Saved data entries
******************************
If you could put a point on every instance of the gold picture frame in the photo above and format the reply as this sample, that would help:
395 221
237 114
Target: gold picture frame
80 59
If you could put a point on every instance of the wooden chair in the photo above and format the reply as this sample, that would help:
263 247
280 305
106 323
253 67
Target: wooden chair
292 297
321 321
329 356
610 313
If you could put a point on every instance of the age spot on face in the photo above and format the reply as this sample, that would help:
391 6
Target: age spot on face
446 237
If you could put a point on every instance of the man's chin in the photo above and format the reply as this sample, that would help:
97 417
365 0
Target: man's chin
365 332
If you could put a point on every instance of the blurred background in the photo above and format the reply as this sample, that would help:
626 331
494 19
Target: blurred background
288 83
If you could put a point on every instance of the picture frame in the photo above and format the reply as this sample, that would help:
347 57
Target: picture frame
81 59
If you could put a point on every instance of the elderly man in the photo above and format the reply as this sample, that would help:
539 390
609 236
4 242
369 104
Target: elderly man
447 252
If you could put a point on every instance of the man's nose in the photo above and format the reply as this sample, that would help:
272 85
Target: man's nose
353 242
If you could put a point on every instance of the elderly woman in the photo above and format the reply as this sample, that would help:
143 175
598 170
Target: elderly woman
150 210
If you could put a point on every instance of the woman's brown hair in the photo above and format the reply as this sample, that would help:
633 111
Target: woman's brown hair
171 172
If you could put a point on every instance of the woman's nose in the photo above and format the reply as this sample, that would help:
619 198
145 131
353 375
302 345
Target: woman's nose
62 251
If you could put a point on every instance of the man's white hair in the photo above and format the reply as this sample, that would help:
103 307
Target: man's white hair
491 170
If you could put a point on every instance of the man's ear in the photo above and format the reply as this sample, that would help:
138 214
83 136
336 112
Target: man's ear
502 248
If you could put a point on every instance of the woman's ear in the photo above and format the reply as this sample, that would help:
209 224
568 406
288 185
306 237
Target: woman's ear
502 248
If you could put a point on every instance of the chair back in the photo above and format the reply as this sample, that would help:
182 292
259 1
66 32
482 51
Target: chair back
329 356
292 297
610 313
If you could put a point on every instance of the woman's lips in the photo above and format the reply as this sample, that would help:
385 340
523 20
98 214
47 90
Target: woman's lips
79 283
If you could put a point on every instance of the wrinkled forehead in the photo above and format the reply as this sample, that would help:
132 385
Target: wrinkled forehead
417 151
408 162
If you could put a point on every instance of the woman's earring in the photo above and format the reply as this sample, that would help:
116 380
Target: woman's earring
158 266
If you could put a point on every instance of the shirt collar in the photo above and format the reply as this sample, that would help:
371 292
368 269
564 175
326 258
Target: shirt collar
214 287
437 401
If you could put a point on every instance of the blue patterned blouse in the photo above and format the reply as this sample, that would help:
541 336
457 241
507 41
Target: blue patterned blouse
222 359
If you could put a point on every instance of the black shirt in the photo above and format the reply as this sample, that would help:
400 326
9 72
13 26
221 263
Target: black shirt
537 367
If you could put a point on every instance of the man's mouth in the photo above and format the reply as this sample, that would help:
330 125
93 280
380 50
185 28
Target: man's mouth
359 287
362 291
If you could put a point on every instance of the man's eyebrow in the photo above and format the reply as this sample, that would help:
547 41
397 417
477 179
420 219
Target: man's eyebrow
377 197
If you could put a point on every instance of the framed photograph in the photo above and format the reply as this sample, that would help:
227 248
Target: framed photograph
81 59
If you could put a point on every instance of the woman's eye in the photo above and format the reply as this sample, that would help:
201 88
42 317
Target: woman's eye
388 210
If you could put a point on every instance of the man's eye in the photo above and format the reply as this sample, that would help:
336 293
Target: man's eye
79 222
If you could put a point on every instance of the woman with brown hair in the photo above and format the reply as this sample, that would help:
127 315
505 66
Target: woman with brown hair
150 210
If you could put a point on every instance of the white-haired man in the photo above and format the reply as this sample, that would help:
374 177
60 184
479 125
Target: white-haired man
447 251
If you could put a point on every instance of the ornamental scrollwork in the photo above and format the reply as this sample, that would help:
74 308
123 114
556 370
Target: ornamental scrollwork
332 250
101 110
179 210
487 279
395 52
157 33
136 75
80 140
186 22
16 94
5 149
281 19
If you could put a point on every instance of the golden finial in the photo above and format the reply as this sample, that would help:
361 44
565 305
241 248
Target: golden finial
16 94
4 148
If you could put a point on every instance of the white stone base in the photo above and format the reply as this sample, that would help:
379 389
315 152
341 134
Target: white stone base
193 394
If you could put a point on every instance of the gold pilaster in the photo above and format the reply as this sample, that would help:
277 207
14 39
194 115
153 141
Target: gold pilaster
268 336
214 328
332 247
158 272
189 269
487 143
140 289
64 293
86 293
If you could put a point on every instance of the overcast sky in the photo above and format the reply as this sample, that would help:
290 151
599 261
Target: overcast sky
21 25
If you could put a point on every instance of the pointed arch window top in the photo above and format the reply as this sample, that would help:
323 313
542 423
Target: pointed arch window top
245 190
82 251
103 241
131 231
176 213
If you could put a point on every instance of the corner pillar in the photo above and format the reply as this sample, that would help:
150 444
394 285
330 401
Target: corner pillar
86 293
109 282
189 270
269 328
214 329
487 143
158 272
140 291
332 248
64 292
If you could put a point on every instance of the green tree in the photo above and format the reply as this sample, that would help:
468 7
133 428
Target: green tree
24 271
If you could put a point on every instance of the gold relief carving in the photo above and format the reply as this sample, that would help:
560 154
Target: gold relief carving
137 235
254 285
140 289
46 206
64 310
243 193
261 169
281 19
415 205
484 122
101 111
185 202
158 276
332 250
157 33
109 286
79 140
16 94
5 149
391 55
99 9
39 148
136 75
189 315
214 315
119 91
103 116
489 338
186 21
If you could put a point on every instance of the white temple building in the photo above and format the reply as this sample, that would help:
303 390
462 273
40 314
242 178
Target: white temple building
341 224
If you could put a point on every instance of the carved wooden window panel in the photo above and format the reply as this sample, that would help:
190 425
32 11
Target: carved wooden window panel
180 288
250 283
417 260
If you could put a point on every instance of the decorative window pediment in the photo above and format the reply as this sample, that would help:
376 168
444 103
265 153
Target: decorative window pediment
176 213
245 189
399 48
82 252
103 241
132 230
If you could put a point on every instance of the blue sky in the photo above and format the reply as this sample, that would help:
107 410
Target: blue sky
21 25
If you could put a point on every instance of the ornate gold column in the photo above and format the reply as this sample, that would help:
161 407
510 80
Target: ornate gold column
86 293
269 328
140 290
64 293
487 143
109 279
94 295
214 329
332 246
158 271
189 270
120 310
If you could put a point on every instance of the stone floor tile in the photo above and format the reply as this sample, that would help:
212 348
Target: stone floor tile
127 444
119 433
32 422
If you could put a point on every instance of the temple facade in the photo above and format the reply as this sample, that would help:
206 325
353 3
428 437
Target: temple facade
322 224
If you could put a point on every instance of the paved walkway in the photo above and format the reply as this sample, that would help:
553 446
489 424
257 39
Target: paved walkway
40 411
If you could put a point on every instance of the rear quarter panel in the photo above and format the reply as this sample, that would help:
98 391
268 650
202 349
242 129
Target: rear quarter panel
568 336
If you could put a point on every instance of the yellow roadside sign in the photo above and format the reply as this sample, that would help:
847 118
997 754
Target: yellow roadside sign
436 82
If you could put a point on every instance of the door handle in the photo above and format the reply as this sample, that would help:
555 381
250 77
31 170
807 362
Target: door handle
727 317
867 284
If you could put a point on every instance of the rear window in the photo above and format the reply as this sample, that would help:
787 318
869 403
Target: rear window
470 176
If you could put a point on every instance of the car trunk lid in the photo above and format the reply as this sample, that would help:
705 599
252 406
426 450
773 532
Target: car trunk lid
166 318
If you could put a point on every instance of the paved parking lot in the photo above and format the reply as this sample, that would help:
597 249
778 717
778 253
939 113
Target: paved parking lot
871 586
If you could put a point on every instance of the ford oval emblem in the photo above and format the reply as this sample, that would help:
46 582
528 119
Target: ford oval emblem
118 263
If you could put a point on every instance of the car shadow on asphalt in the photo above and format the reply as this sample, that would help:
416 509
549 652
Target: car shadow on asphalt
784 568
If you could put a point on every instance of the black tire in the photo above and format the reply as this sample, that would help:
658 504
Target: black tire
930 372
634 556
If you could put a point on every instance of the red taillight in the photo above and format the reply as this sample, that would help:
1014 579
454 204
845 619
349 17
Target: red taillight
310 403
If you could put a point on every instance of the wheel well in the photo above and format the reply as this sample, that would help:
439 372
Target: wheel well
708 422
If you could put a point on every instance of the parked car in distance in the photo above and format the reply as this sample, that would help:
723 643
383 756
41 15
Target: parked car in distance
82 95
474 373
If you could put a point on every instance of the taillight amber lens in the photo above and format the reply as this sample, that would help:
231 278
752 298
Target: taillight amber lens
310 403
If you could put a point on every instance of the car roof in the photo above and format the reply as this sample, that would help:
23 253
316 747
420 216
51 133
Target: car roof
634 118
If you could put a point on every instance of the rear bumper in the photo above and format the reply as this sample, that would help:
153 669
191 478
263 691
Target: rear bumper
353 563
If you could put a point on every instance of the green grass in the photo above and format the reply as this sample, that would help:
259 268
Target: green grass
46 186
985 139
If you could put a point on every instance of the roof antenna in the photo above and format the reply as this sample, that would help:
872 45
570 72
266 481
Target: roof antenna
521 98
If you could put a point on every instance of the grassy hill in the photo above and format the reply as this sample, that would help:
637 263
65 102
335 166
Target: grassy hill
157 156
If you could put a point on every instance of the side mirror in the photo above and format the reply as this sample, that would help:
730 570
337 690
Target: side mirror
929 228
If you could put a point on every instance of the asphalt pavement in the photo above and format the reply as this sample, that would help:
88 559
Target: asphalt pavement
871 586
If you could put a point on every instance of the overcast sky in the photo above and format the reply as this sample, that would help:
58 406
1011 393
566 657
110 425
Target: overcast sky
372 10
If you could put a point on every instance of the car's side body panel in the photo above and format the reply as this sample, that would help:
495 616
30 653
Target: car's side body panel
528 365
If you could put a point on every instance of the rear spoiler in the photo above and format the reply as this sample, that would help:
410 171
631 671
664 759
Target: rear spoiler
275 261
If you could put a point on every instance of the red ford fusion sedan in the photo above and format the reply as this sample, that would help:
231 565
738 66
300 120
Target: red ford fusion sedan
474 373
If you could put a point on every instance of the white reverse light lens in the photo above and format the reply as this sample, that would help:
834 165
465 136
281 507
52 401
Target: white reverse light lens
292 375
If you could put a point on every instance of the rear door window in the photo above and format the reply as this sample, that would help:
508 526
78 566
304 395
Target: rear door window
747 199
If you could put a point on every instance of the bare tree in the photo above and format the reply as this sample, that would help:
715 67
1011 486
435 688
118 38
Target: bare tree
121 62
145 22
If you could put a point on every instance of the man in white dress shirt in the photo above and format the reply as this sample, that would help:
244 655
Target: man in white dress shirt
******************************
• [YOUR GOAL]:
Every line above that contains "dress" counts once. Give the number of those lines and nothing more.

• [PROBLEM SOLUTION]:
2